### 掲載された文章
次々に気付きを得る

医師に処方された薬は自動的にピルパックと呼ばれる小袋に1回分ごとに仕分けられ、ロールとなって家に届きます。複数の薬を飲んでいる人の場合は、ひとつの小袋にそれらの薬がすべて入っています。仕分けはロボットによって自動的にされ、各パックにはその薬を飲む曜日と時間が印字され、患者はそれに従ってパックをロールからちぎり取って飲んだり出かけたりするだけです。

ビジネスモデルとしてはサブスクリプションで、ロールは自動的に届いていきます。小袋には華美な装飾もなく、印刷されている情報も必要最低限です。

プロジェクトを進める過程で、ヘルスケア業界にある「当たり前」の問題は、飲み忘れ以外にもあることがわかりました。

実は20~30%の患者はそもそも処方箋すら取りにいっておらず、さらには心臓発作のような体験をした患者でさえ4分の1の人は薬を取りに行っていないという状況も見えてきました。こういった人たちにとっても、まさに生活を一変させるようなサービスとなったのです(IDEOはこのケースで、ブランディングや戦略、そしてパックのデザインなどを担当。最初は奇抜さを狙っていたパックのデザインも、あくまで使いやすさを考えたものに変更し、登録作業も10ステップから3ステップに短縮するといった工夫をしました)。

### あなたの課題
A. 次の(i)〜(iii)がピルパックの文章の内容と合っているか、それぞれ「はい」か「いいえ」で答え、判断の根拠となる箇所を文章からそのまま引用してください。(i) 薬の仕分けはロボットが自動で行う。(ii) 小袋には華やかな装飾が施されている。(iii) 登録作業は10ステップに増やされた。
B. ピルパックの文章のうち、「医師に処方された薬は自動的に」から始まり「にもあることがわかりました。」で終わる部分を、一字も変えずに書き写してください。
C. ピルパックの文章の最後の文に続けて、その先を書いてください。

### 抽出された情報
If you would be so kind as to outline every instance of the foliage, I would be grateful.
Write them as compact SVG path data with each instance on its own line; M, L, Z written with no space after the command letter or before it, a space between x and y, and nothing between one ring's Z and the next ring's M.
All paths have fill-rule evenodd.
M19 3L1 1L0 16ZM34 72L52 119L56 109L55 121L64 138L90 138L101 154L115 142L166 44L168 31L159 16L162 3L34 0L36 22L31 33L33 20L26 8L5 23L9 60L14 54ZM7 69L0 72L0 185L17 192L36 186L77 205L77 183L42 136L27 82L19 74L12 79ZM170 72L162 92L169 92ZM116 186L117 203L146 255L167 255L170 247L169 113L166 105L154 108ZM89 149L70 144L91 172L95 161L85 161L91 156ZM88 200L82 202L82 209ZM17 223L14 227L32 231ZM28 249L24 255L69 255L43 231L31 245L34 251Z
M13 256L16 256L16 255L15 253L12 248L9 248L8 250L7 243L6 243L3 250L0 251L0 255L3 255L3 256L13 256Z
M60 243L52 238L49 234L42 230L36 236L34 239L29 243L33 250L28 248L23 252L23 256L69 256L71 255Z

### 課題の解答
A.
(i) はい。「仕分けはロボットによって自動的にされ」
(ii) いいえ。「小袋には華美な装飾もなく」
(iii) いいえ。「登録作業も10ステップから3ステップに短縮する」

B.
医師に処方された薬は自動的にピルパックと呼ばれる小袋に1回分ごとに仕分けられ、ロールとなって家に届きます。複数の薬を飲んでいる人の場合は、ひとつの小袋にそれらの薬がすべて入っています。仕分けはロボットによって自動的にされ、各パックにはその薬を飲む曜日と時間が印字され、患者はそれに従ってパックをロールからちぎり取って飲んだり出かけたりするだけです。

ビジネスモデルとしてはサブスクリプションで、ロールは自動的に届いていきます。小袋には華美な装飾もなく、印刷されている情報も必要最低限です。

プロジェクトを進める過程で、ヘルスケア業界にある「当たり前」の問題は、飲み忘れ以外にもあることがわかりました。

C.
1兆円のインパクトを生んだ問いかけ

2013年に立ち上がったサービスは約5年でユーザー数3000万人以上、50州中49州で展開され、100億円の売上を出すまで成長しました。そして2018年夏、約10億ドル(約1000億円)でAmazon.comに買収されました。おそらくこれからさらに拡大することになるでしょう。

野々村健一『0→1の発想を生み出す「問いかけ」の力』(KADOKAWA)

参考までに、このニュースが公開されたとき、米国の薬局御三家とも言えるCVS Health、Rite Aid、Walgreens Boots Allianceの株価は8~10%下落しました。薬局セクターのマーケットキャップ(株式の時価総額)にすると約130億ドル(約1.3兆円)が一瞬にして消滅したことになります。

規制上のハードルもあるかもしれませんが、是非日本にも入ってきてほしいサービスです。

もともとは「飲み忘れ」という、ヘルスケアのシステムの上に長らく「当たり前」のこと、しょうがないこととして放置されていた問題をどうにかしようと投げかけた問いかけは、ピルパックが育つ過程のなかで、様々な問いかけに変わっていき、「飲み忘れ」以外の部分にも射程を広げていきました。

数年後に、ディスラプション(破壊的なインパクトをもたらす変革)と言うにふさわしい大きな変化を起こすだけでなく、薬を飲まなければいけない患者やその家族の生活をより良いものに変えたのではないでしょうか。